• **TASK DETAILS**
Below are entries; work out how many of their lines hold "query", giving only that number.

§ §

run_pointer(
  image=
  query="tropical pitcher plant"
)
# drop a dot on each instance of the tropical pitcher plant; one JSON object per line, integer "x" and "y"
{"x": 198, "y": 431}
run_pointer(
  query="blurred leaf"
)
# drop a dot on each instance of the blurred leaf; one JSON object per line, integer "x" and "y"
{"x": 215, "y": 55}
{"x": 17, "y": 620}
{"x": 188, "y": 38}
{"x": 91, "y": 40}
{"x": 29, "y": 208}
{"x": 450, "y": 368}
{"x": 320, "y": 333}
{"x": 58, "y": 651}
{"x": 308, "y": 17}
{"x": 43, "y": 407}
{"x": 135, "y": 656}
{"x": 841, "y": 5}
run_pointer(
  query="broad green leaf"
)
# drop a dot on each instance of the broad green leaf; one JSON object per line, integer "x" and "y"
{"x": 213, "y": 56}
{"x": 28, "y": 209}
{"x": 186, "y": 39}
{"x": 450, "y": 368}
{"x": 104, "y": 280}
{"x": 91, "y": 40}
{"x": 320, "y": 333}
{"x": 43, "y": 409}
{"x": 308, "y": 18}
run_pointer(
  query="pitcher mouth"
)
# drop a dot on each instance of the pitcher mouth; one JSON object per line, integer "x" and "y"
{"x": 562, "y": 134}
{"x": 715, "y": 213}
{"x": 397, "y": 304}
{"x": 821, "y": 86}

§ §

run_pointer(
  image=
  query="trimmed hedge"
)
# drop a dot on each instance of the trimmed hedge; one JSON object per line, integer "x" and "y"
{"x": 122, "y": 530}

§ §

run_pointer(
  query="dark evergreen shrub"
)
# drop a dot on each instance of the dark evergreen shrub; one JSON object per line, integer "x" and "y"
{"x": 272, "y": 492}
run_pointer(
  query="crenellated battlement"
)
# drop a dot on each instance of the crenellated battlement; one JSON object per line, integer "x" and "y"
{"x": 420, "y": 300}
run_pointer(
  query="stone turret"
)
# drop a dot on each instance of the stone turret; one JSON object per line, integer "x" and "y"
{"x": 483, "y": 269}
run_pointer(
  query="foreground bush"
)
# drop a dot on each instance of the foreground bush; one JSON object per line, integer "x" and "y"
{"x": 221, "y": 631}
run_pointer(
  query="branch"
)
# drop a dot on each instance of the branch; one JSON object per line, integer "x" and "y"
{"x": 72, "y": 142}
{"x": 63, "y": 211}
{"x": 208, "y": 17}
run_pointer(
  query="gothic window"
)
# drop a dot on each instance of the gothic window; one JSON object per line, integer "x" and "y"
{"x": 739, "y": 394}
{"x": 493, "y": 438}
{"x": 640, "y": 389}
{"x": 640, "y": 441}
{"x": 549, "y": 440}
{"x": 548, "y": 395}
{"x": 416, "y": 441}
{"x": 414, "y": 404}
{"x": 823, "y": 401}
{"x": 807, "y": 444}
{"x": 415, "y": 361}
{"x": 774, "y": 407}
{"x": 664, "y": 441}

§ §

• **RESPONSE TO THE EXERCISE**
11